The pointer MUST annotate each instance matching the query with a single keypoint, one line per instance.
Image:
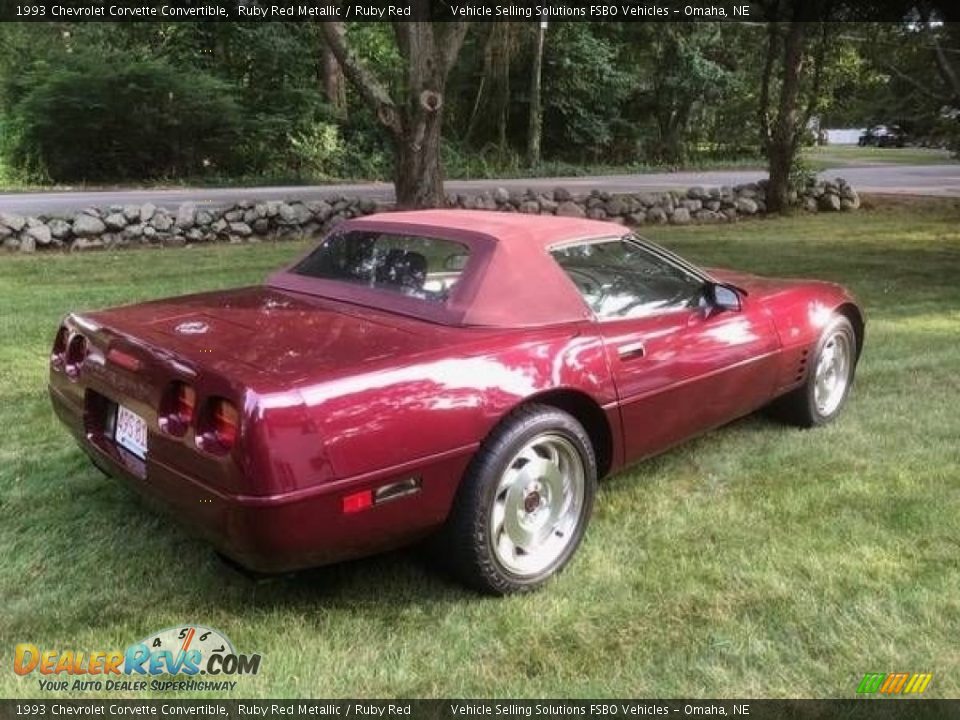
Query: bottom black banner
(874, 709)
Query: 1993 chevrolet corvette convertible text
(461, 375)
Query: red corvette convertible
(458, 374)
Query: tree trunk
(786, 133)
(429, 51)
(418, 174)
(334, 84)
(535, 121)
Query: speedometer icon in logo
(190, 637)
(189, 650)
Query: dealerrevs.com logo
(187, 657)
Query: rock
(115, 221)
(59, 228)
(850, 203)
(186, 215)
(38, 234)
(85, 243)
(285, 212)
(569, 208)
(615, 207)
(657, 215)
(829, 201)
(14, 222)
(85, 225)
(162, 222)
(321, 209)
(301, 214)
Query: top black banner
(434, 10)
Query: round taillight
(58, 354)
(178, 409)
(226, 421)
(76, 353)
(218, 426)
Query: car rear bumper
(287, 531)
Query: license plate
(131, 432)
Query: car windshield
(623, 277)
(421, 267)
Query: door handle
(630, 351)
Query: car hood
(275, 333)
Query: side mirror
(721, 297)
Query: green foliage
(106, 118)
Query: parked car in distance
(460, 375)
(883, 136)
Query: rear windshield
(420, 267)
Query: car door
(681, 364)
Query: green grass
(758, 560)
(837, 156)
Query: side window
(420, 267)
(620, 278)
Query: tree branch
(373, 91)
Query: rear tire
(829, 378)
(524, 503)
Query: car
(883, 136)
(461, 377)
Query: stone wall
(139, 225)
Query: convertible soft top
(510, 279)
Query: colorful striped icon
(894, 683)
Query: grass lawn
(758, 560)
(830, 156)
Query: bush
(103, 118)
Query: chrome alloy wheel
(537, 505)
(832, 374)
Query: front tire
(825, 391)
(524, 503)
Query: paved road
(941, 180)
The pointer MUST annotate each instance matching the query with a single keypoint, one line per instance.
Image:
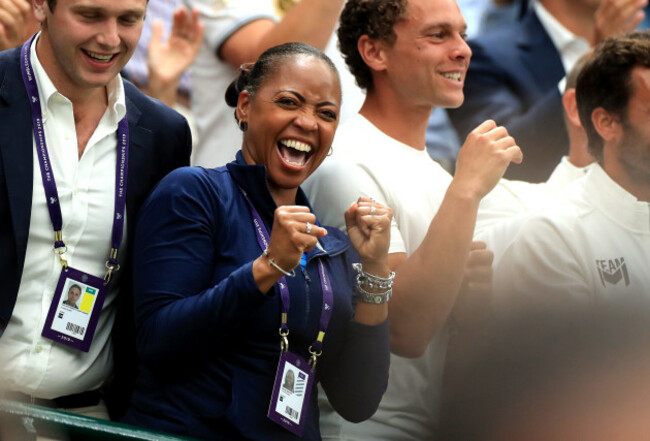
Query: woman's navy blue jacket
(208, 338)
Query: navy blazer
(513, 79)
(160, 141)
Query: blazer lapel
(140, 142)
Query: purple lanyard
(328, 298)
(47, 174)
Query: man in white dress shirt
(80, 150)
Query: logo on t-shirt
(612, 271)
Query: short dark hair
(252, 76)
(52, 3)
(374, 18)
(606, 80)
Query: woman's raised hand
(368, 225)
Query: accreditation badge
(294, 380)
(75, 309)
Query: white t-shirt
(367, 162)
(219, 136)
(593, 244)
(502, 211)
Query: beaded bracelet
(372, 281)
(374, 298)
(292, 273)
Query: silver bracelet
(374, 298)
(372, 281)
(276, 266)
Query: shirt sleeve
(336, 184)
(356, 377)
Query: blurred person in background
(517, 74)
(236, 32)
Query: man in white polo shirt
(594, 244)
(79, 152)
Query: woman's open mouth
(294, 152)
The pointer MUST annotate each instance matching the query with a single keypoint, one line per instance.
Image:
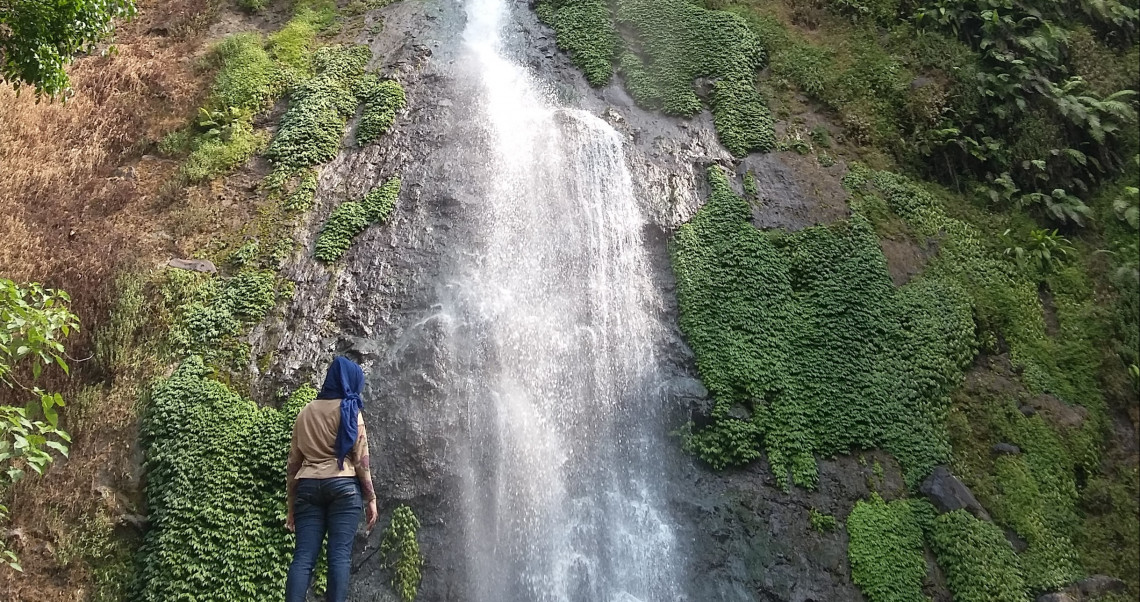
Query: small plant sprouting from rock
(399, 552)
(822, 522)
(352, 217)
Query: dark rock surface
(743, 538)
(950, 494)
(1007, 448)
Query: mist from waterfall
(555, 325)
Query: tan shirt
(312, 452)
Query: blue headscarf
(344, 381)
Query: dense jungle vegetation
(1002, 133)
(998, 139)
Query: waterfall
(555, 324)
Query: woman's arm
(364, 474)
(294, 465)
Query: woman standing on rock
(328, 481)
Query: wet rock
(950, 494)
(135, 521)
(1007, 448)
(194, 265)
(921, 82)
(1086, 590)
(1098, 585)
(1058, 412)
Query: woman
(327, 479)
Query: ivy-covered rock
(381, 103)
(319, 108)
(978, 561)
(886, 548)
(350, 218)
(808, 334)
(216, 496)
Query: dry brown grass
(79, 202)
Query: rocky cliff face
(740, 536)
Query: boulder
(950, 494)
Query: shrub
(584, 29)
(311, 129)
(351, 218)
(347, 220)
(219, 155)
(678, 42)
(978, 561)
(805, 334)
(246, 79)
(216, 469)
(886, 550)
(399, 551)
(380, 107)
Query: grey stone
(1007, 448)
(194, 265)
(950, 494)
(1098, 585)
(136, 521)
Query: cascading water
(554, 326)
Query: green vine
(380, 106)
(350, 218)
(822, 522)
(216, 464)
(978, 562)
(886, 548)
(667, 46)
(311, 130)
(399, 552)
(585, 29)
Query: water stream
(555, 328)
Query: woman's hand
(371, 514)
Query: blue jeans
(324, 505)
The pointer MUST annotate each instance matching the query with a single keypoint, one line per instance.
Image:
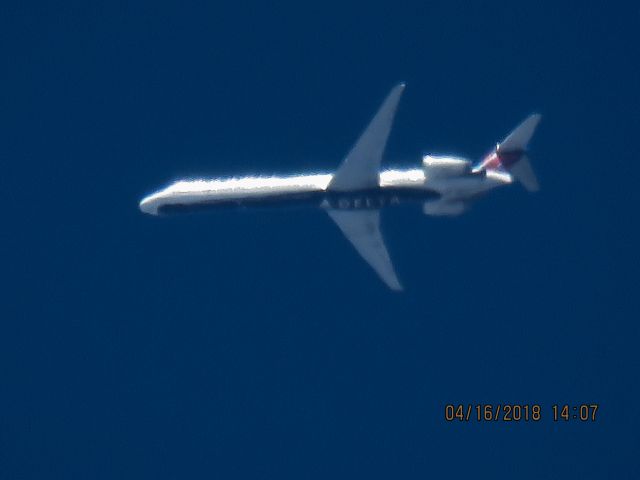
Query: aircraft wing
(361, 168)
(362, 228)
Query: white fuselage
(438, 186)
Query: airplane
(354, 195)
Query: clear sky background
(258, 344)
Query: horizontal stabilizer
(517, 140)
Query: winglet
(361, 168)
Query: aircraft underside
(370, 199)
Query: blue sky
(258, 344)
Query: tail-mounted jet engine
(442, 167)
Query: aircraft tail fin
(512, 153)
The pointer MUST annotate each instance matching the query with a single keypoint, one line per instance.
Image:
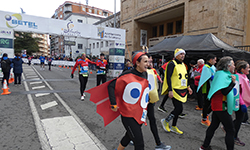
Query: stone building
(147, 22)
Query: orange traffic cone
(5, 88)
(11, 80)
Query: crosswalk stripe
(41, 94)
(38, 87)
(48, 105)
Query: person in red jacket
(83, 63)
(101, 66)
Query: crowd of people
(219, 89)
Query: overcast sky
(46, 8)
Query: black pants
(49, 64)
(6, 75)
(206, 107)
(226, 120)
(83, 82)
(178, 108)
(133, 132)
(239, 115)
(152, 122)
(200, 98)
(100, 78)
(17, 77)
(165, 98)
(245, 118)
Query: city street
(45, 112)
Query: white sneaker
(82, 98)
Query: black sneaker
(203, 148)
(182, 115)
(162, 109)
(245, 123)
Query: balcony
(67, 9)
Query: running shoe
(198, 108)
(223, 129)
(162, 109)
(245, 123)
(176, 130)
(165, 125)
(182, 115)
(208, 148)
(206, 122)
(162, 147)
(238, 142)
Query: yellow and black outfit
———
*Try it*.
Return the data verbatim, leaving out the pictures it holds.

*Solution to this task*.
The pointer MUST annotate each instance matching the query with a single keypoint, one line per instance.
Image:
Query: bottom black banner
(874, 709)
Query: 1993 chevrolet corvette convertible text
(461, 375)
Query: red corvette convertible
(458, 374)
Query: tree trunk
(786, 133)
(429, 51)
(418, 174)
(334, 84)
(535, 121)
Query: speedometer icon in logo
(190, 637)
(189, 650)
Query: dealerrevs.com logo
(187, 657)
Query: rock
(115, 221)
(59, 228)
(850, 203)
(186, 215)
(38, 234)
(85, 243)
(285, 212)
(569, 208)
(615, 207)
(657, 215)
(829, 201)
(14, 222)
(85, 225)
(162, 222)
(321, 209)
(301, 214)
Query: top black banner
(434, 10)
Query: round taillight
(58, 354)
(178, 409)
(226, 421)
(76, 353)
(218, 426)
Query: car rear bumper
(287, 531)
Query: license plate
(131, 432)
Query: car windshield
(623, 277)
(421, 267)
Query: door handle
(630, 351)
Query: car hood
(275, 333)
Query: side mirror
(721, 297)
Query: green foliage
(106, 118)
Query: parked car in distance
(460, 375)
(883, 136)
Query: rear windshield
(420, 267)
Query: car door
(681, 364)
Query: green grass
(758, 560)
(837, 156)
Query: side window
(420, 267)
(620, 278)
Query: tree branch
(373, 91)
Query: rear tire
(829, 378)
(524, 503)
Query: car
(883, 136)
(461, 377)
Query: stone wall
(139, 225)
Query: convertible soft top
(510, 279)
Query: colorful striped icon
(894, 683)
Query: grass lawn
(758, 560)
(830, 156)
Query: bush
(103, 118)
Query: chrome alloy wheel
(537, 505)
(832, 374)
Query: front tire
(825, 391)
(524, 503)
Query: paved road
(941, 180)
The pointer MUST annotate each instance matching the query with a single keypoint, one line per instance.
Image:
Query: woman's navy blue jacket
(208, 338)
Query: navy blazer
(513, 79)
(160, 141)
Query: blazer lapel
(140, 142)
Query: purple lanyard
(328, 298)
(47, 174)
Query: man in white dress shirt
(80, 150)
Query: logo on t-shirt
(612, 271)
Query: short dark hair
(252, 76)
(52, 3)
(374, 18)
(606, 80)
Query: woman's raised hand
(368, 225)
Query: accreditation badge
(294, 380)
(75, 309)
Query: white t-shirt
(367, 162)
(219, 136)
(593, 244)
(502, 211)
Query: beaded bracelet
(372, 281)
(374, 298)
(292, 273)
Query: silver bracelet
(374, 298)
(372, 281)
(276, 266)
Query: shirt sleeve
(336, 184)
(356, 377)
Query: blurred person in background
(517, 74)
(236, 32)
Query: man in white polo shirt
(594, 244)
(79, 152)
Query: woman's open mouth
(294, 152)
The pointer MUST annotate each instance matching the query with a single keypoint, one line per instance.
Image:
Query: small plant sprouting from rock
(399, 552)
(822, 522)
(352, 217)
Query: dark rock surface
(743, 538)
(950, 494)
(1007, 448)
Query: mist from waterfall
(555, 325)
Query: tan shirt
(312, 452)
Query: blue headscarf
(344, 381)
Query: dense jungle vegetation
(1002, 133)
(998, 139)
Query: waterfall
(555, 324)
Query: woman's arm
(364, 474)
(294, 465)
Query: woman standing on rock
(328, 481)
Query: wet rock
(950, 494)
(135, 521)
(1007, 448)
(194, 265)
(921, 82)
(1086, 590)
(1098, 585)
(1058, 412)
Query: woman
(327, 479)
Query: ivy-covered rock
(381, 103)
(319, 108)
(978, 561)
(886, 548)
(350, 218)
(808, 334)
(216, 496)
Query: dry brown grass
(79, 202)
Query: rocky cliff face
(740, 536)
Query: boulder
(950, 494)
Query: shrub
(584, 29)
(311, 129)
(351, 218)
(347, 220)
(219, 155)
(678, 42)
(978, 561)
(805, 334)
(246, 79)
(216, 469)
(886, 550)
(399, 551)
(380, 107)
Query: grey stone
(1007, 448)
(194, 265)
(950, 494)
(1098, 585)
(136, 521)
Query: cascading water
(554, 326)
Query: green vine
(380, 106)
(350, 218)
(822, 522)
(216, 464)
(978, 562)
(886, 548)
(667, 46)
(311, 130)
(399, 552)
(585, 29)
Query: water stream
(555, 328)
Query: woman's hand
(371, 514)
Query: blue jeans
(324, 505)
The pointer MUST annotate each instance matching the query with a single keypoint, one line per instance.
Image:
Query: aircraft wing
(361, 168)
(362, 228)
Query: white fuselage
(438, 186)
Query: airplane
(354, 195)
Query: clear sky background
(258, 344)
Query: horizontal stabilizer
(517, 140)
Query: winglet
(361, 168)
Query: aircraft underside
(370, 199)
Query: blue sky
(258, 344)
Query: tail-mounted jet engine
(442, 167)
Query: aircraft tail fin
(512, 153)
The pointer MUST annotate each instance matching the query with a single keypoint, one line per instance.
Image:
Query: stone building
(147, 22)
Query: orange traffic cone
(5, 88)
(11, 80)
Query: crosswalk stripe
(41, 94)
(38, 87)
(48, 105)
Query: person in red jacket
(83, 63)
(101, 66)
Query: crowd of people
(219, 89)
Query: overcast sky
(46, 8)
Query: black pants
(49, 64)
(6, 75)
(206, 107)
(226, 120)
(83, 82)
(178, 108)
(133, 132)
(239, 115)
(152, 122)
(200, 98)
(100, 78)
(17, 77)
(165, 98)
(245, 118)
Query: city street
(45, 112)
Query: white sneaker
(82, 98)
Query: black sneaker
(203, 148)
(182, 115)
(162, 109)
(245, 123)
Query: balcony
(67, 9)
Query: running shoe
(198, 108)
(223, 129)
(162, 109)
(245, 123)
(176, 130)
(165, 125)
(182, 115)
(208, 148)
(206, 122)
(162, 147)
(238, 142)
Query: yellow and black outfit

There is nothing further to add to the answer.